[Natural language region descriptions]
----------

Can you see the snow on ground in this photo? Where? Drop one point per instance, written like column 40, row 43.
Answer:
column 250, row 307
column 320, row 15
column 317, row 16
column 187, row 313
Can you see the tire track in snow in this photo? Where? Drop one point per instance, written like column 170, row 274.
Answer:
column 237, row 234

----------

Nothing but the lines from the one containing "Can you see the tire" to the end of the records above should appear, each copied exactly.

• _ANSWER BELOW_
Can you see the tire track in snow in this photo? Where? Drop one point per instance, written like column 170, row 274.
Answer:
column 237, row 234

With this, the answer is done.